**Short task**: Return every one of the lines below word for word, changing nothing.

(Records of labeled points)

============

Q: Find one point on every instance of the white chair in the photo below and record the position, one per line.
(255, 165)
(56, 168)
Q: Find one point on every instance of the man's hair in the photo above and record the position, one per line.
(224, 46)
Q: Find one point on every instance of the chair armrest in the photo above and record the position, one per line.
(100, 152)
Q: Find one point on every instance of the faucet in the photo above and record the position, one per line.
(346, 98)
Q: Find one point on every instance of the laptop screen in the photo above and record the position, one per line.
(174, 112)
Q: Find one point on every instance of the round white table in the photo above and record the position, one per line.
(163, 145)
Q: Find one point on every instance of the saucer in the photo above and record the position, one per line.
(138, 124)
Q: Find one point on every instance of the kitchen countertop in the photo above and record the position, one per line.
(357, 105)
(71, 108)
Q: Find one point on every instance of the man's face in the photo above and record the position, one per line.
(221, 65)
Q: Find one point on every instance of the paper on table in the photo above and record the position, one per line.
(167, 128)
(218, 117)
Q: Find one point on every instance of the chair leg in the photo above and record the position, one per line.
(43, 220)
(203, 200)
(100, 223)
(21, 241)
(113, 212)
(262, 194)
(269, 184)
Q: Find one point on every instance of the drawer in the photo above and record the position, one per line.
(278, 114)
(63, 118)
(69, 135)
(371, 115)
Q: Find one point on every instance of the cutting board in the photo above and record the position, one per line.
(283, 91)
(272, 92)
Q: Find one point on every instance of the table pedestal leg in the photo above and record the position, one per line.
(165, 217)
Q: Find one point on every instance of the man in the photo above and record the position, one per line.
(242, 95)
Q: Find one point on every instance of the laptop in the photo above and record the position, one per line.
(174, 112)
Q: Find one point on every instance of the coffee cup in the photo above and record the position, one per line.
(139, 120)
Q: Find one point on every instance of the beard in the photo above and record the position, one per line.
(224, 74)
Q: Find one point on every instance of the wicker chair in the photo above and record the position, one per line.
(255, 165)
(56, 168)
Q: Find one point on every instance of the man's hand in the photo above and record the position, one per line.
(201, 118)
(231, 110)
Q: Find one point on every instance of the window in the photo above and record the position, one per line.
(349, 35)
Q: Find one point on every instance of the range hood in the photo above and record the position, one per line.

============

**Reply**:
Q: Find one point on every instance of the white chair in the photo below and record the position, one per line.
(255, 165)
(56, 168)
Q: Find one point on every instance of the man's hair in the photo above and record the position, one per line.
(224, 46)
Q: Find one point on every instance of the chair armrest in the photo above and record the position, one per line.
(100, 152)
Q: Find one point on every instance of the faucet in the photo above and record the position, one per line.
(346, 98)
Q: Find one point on every instance of the laptop screen in the photo above and record the position, one per line.
(174, 112)
Q: Find one point on every instance of the round white table in the photo above and record the position, one per line.
(163, 145)
Q: Find one point on every instance of the saucer in the photo above and record the position, one per line.
(138, 124)
Q: Find one point on every instance of the kitchen countertop in the photo above and record the position, one per line.
(357, 105)
(71, 108)
Q: Find one point on every instance of the man's face in the photo above and record the position, one per line.
(221, 65)
Q: Find one point on every instance of the paper on table in the photo above and record the position, one per line.
(167, 128)
(218, 117)
Q: Find one point on every instance of the chair leg in the photo above and record the position, one per line.
(43, 220)
(203, 200)
(100, 223)
(21, 241)
(113, 212)
(262, 194)
(269, 184)
Q: Find one point on every instance of the drawer in the photo above and record the position, one per line.
(278, 114)
(63, 118)
(69, 135)
(371, 115)
Q: Find one point on every instance of the cutting board in the photo above and record the position, one per line.
(283, 91)
(272, 92)
Q: Find one point on every instance of the table pedestal leg in the photo above and record the position, one per line.
(165, 217)
Q: Find one point on every instance of the man in the photo above and record the position, one per line.
(242, 95)
Q: Find one point on every instance of the laptop in the photo above and record the position, one per line.
(174, 112)
Q: Find one point on every instance of the coffee cup in the photo above and record the position, one per line.
(139, 120)
Q: Find one point on every instance of the beard in the photo above and record the position, one per line.
(224, 74)
Q: Find one point on every instance of the wicker chair in the photo above and record the position, one per line.
(255, 165)
(56, 168)
Q: Find one point on every instance of the man's hand in the photo above and record the position, one per line.
(201, 118)
(231, 110)
Q: Find one point on every instance of the window in the photo above and record the position, one per line.
(349, 35)
Q: Find one point on every instance of the range hood in the photo above and record the position, one per line.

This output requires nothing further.